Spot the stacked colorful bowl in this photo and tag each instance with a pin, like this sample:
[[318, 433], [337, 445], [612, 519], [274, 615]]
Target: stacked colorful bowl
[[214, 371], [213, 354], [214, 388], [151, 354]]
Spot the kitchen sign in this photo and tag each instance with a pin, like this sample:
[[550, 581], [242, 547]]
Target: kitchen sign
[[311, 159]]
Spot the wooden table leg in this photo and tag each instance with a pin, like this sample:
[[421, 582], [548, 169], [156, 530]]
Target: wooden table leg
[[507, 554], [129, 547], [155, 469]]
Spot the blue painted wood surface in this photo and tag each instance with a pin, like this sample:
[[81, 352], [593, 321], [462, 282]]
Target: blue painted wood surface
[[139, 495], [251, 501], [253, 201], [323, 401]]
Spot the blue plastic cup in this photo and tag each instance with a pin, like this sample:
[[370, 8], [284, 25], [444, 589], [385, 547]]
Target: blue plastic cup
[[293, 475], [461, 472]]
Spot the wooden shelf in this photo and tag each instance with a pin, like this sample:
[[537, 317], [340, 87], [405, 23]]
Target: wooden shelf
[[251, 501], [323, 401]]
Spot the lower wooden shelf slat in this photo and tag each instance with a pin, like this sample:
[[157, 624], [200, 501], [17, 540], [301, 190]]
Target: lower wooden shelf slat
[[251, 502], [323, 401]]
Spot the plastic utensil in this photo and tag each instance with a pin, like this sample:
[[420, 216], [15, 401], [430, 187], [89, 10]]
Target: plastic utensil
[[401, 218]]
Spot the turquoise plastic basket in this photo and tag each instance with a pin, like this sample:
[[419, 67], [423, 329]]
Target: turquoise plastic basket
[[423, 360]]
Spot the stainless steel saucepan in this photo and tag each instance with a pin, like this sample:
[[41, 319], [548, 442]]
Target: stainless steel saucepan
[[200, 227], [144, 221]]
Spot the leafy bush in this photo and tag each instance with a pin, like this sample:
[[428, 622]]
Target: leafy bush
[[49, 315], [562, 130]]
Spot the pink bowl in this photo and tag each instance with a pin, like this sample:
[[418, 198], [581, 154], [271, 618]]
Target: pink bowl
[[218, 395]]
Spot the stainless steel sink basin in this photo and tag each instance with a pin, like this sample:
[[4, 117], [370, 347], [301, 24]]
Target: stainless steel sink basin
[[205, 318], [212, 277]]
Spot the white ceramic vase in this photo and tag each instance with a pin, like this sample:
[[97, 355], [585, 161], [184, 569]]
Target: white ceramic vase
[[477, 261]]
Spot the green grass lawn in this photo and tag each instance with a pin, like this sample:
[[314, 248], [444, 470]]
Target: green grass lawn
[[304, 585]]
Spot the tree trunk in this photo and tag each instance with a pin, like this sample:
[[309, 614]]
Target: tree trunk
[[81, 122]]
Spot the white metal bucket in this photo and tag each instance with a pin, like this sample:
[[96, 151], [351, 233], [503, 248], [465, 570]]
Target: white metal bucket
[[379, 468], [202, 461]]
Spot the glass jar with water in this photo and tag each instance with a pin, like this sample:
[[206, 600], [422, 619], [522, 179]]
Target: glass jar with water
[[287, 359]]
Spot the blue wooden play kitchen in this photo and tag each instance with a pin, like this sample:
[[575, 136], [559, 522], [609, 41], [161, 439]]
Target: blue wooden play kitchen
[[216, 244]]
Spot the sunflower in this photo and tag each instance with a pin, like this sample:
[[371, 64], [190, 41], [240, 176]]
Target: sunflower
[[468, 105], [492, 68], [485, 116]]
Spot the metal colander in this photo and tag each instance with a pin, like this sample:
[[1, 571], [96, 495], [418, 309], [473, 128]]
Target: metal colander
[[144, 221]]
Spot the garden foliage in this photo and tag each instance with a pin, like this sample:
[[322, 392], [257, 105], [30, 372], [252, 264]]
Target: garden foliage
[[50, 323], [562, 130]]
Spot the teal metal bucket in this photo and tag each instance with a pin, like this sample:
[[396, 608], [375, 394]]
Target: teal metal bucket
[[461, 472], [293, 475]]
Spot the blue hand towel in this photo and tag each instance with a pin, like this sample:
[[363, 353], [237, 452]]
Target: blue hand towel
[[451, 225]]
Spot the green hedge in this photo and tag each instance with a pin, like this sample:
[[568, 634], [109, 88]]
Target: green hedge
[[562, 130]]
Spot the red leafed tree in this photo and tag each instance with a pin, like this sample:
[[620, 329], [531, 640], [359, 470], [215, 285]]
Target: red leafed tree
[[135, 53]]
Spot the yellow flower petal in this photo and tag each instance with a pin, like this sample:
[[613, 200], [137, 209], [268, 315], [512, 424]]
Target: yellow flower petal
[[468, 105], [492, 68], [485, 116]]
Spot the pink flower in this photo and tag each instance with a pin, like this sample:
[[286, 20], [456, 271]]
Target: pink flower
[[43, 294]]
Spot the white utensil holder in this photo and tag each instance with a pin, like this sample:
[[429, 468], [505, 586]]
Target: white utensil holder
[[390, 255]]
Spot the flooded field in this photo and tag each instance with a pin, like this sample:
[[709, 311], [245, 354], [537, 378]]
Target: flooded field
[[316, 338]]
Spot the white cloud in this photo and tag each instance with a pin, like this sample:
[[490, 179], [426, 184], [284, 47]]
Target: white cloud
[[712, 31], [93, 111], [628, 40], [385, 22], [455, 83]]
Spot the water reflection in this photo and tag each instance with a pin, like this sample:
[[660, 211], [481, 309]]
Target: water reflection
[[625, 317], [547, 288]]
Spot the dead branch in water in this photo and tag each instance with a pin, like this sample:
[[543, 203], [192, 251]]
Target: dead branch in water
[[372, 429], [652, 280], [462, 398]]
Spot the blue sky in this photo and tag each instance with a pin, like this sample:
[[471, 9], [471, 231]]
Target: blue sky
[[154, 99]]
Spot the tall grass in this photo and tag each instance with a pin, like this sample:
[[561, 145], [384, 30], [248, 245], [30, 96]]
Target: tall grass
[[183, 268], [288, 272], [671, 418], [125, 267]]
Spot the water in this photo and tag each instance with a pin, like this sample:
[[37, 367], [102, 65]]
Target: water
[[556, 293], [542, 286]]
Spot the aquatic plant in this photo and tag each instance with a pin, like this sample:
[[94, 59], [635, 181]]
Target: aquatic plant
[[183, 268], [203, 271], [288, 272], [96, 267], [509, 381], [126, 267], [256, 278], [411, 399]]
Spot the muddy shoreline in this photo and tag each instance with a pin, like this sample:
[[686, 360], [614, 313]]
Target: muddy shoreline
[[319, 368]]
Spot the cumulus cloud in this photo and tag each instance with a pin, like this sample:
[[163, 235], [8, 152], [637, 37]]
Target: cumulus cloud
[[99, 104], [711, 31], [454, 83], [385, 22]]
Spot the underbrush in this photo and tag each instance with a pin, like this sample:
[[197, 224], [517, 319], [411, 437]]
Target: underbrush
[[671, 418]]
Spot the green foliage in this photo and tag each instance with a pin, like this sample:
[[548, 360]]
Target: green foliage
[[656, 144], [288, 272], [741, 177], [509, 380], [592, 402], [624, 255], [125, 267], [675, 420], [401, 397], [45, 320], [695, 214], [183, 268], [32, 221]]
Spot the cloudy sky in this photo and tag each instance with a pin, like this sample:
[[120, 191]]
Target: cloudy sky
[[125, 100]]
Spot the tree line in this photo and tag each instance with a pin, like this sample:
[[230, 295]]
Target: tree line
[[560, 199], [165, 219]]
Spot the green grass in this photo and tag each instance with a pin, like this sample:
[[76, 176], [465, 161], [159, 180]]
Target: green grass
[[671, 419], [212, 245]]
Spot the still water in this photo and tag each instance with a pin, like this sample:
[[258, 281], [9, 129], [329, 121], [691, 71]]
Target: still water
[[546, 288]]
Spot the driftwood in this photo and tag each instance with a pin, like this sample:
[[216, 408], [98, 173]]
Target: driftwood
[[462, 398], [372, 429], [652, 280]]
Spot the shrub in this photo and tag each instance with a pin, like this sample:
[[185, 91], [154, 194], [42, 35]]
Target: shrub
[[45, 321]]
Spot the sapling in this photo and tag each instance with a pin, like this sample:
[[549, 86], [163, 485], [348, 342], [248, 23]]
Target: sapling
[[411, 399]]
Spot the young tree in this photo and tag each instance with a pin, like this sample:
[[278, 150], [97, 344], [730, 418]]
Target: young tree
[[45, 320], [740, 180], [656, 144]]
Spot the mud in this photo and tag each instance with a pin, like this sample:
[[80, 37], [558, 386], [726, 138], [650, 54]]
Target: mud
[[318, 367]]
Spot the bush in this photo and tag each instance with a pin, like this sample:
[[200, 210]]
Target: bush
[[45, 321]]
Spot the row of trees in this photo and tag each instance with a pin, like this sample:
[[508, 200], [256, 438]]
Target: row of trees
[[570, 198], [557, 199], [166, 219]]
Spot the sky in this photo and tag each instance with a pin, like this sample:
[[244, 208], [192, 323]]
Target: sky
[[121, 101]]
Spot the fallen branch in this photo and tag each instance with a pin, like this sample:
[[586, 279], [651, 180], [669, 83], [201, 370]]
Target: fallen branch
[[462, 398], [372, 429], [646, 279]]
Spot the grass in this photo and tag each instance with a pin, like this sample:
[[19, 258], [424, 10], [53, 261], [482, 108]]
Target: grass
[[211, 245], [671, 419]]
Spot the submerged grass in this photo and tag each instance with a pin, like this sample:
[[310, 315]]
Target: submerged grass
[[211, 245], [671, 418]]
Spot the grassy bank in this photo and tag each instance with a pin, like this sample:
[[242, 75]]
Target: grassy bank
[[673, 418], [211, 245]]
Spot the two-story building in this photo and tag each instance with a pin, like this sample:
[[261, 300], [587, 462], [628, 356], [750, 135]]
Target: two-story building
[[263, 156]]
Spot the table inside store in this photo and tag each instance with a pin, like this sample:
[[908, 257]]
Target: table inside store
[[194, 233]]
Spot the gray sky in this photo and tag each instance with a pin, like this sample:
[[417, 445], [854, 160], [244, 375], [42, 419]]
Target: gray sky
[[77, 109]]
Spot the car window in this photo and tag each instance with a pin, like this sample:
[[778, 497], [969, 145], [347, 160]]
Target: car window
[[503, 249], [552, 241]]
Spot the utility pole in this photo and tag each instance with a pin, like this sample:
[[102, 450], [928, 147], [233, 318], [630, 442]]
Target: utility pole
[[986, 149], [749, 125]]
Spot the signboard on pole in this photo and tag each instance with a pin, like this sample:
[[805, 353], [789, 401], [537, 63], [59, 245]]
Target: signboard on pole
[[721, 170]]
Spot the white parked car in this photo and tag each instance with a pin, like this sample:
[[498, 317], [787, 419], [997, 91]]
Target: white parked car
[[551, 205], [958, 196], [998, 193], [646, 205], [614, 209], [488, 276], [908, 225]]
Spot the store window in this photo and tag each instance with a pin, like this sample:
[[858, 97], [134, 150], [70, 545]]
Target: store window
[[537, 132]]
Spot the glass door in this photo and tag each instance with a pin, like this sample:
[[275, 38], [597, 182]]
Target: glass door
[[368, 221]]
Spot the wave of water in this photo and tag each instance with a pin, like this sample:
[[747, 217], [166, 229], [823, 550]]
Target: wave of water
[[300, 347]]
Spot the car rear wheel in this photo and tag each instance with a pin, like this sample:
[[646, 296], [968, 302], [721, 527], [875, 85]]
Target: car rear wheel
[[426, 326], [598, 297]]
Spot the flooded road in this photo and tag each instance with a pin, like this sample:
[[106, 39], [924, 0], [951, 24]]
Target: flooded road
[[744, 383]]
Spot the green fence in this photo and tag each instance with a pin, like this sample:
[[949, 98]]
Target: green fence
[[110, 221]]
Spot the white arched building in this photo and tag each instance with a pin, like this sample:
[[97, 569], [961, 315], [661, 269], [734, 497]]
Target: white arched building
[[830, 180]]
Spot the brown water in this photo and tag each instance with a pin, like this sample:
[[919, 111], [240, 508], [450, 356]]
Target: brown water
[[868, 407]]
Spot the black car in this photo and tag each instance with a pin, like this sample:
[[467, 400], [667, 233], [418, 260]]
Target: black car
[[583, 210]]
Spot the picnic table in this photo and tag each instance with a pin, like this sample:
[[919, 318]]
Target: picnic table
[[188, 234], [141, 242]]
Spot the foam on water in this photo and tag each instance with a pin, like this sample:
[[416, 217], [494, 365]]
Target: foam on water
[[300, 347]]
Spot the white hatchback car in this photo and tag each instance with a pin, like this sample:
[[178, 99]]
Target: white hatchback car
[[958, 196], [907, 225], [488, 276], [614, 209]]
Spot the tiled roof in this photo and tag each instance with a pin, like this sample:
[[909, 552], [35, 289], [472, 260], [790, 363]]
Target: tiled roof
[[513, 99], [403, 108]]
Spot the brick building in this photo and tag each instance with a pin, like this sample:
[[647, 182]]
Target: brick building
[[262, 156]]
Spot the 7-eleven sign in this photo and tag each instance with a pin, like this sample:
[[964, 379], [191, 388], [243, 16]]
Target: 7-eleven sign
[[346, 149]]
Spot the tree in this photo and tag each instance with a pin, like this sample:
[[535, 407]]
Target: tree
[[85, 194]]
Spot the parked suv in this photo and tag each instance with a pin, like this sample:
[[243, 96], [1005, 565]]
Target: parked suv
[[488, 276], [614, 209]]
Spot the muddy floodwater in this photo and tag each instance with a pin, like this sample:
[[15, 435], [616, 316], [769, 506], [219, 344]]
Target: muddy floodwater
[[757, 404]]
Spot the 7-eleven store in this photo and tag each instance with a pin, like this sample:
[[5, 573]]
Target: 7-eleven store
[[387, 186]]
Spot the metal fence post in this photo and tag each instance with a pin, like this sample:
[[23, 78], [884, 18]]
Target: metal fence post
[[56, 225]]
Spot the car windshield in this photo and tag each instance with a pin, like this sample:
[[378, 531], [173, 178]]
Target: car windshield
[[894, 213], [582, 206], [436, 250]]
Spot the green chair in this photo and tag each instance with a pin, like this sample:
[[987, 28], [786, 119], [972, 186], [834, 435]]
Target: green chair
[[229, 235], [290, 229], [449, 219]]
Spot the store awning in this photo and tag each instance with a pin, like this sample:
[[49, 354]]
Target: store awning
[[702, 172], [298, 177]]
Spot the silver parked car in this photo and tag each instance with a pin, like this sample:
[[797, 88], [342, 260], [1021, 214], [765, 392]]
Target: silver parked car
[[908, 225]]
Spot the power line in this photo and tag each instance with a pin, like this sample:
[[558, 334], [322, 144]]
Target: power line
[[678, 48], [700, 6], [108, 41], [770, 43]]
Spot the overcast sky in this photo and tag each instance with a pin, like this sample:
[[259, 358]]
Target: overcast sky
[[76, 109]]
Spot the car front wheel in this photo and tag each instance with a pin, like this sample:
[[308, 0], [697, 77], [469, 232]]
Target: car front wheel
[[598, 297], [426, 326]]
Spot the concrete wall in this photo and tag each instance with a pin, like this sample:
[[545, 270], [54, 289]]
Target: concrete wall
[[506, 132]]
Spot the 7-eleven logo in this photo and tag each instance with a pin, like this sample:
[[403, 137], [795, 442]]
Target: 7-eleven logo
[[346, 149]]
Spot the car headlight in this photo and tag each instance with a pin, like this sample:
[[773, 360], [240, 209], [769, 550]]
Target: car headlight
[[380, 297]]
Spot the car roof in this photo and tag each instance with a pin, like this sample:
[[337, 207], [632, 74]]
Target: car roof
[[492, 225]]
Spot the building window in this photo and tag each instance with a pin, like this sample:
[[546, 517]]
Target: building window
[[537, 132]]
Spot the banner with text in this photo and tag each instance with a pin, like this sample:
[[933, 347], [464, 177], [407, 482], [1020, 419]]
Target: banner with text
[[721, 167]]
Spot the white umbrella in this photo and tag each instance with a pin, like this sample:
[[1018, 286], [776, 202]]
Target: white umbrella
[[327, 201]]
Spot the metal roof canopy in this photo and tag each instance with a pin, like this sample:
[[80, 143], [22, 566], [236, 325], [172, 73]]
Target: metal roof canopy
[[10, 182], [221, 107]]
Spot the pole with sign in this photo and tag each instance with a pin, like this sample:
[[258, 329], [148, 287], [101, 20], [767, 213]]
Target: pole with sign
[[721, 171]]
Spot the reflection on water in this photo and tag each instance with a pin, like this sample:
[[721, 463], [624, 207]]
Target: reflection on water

EXERCISE AIM: Copy the rows word for word, starting with the first line and stopping after the line that contains "[[311, 159]]".

EXERCISE SOLUTION:
Spot the stacked colorful bowl in this photo and tag each instance with a pin, like this sample:
[[318, 433], [337, 445], [612, 519], [274, 615]]
Target: stacked colorful bowl
[[214, 371], [213, 354], [214, 388], [151, 354]]
Spot the kitchen sign in this photo and tag each instance with a pin, like this sample:
[[550, 581], [242, 547]]
Target: kitchen sign
[[311, 159]]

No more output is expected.